Monthly Archives: December 2025

2,571?

 

The title is the number of subscribers WP tells me I have. I once went through the list and deleted a lot, but these days I don’t have the time. Quite clearly it is a fiction and at least 2,550 of them aren’t pulling their weight. Such is life on WP. Most of them, I seem to remember from checking last time, only visit once.

Julia, on the other hand, just went to the shops and it took her ages because she kept bumping into people she knows. We’ve only been here a year, how does this happen? She’s a lot more sociable than I am, and a a lot more friendly, but it still seems like a lot of new friends.  I could go to the shops in Sherwood, where I lived for nearly 40 years , and maybe nod to a couple of people. At least you know every one of those people actually exists.

Then, when I’d finished digesting this, I went to find Laurie Graves on Facebook. She’s retiring from WP. You can get friends on Facebook. I did once, when I first signed up for it, but then I realised how pointless it was. Viewed as statistics they are meaningless and viewed as actual friends they are pointless. If I ever met most of them we wouldn’t be friends in real life. At least, with the conversations we have on WP I can be fairly sure that everyone I think of as a friend on WP would be reasonably pleasant.

A decorative touch

One entry I found, whilst trying how to become a friend of Laurie, has been suggested as a “friend” by Facebook. It’s one of the bleakest things I’ve ever seen, and probably a pointer to the direction society is taking as we all sit by our keyboards. I actually know him in real life and we have probably been put together via the Numismatic Society. I have changed his name, just to be on the safe side.

“Albert Bates” the entry says “has 2 friends.”

Pictures are from December 2019 when we spent Christmas in Suffolk. Except the heart-shaped one. That’s going to be used in the next newsletter of the Nene Valley Railway, in which she pretends to be Winnie the Pooh. It’s hard finding a fresh approach each month.

 

 

 

Notes from a Decaying Island

I was awake at 6.40 this morning, pondering on the subject of insomnia. More particularly why I sleep better in a chair than I do in a bed. I managed three hours in a chair last night, and woke feeling very rested. I also felt cold and stiff and had to spend ten minutes relocating my limbs. Sleeping in chairs is a pastime for the young.

Anyway, after a trip to the bathroom and some time feeling warm but wakened, I decided to call it a night and get up. By 6.30 I was at the computer, checking emails, answering comments and reading a few blogs. I then went of Amazon to buy a couple of bits and claim a refund for an order they seem to have lost.

It rapidly became 8.30 and after a leisurely breakfast and some planning, it is now just after 10.00. How the time flies!

### Dataset entries
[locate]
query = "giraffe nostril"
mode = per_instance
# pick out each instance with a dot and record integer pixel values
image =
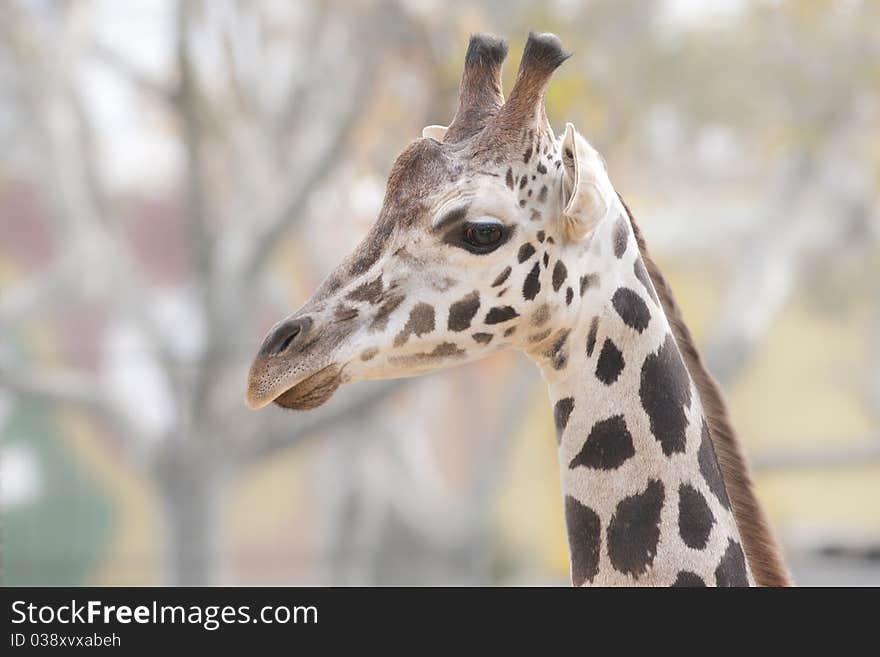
(285, 336)
(290, 338)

### What this exercise asks
1: Translate this sentence from the blog archive into French: "Sleeping in chairs is a pastime for the young."
2: According to the blog archive, for how long did the writer live in Sherwood?
3: State whether each statement agrees with the blog archive, answering yes or no and quoting the deciding words: (a) The writer and Julia have lived in their current home for only a year. (b) The writer slept five hours in a chair last night. (c) The pictures date from a Christmas spent in Suffolk in December 2019.

### Results in order
1: Dormir dans des fauteuils est un passe-temps de jeunes.

2: Nearly 40 years.

3:
(a) Yes: "We’ve only been here a year"
(b) No: "I managed three hours in a chair last night"
(c) Yes: "Pictures are from December 2019 when we spent Christmas in Suffolk."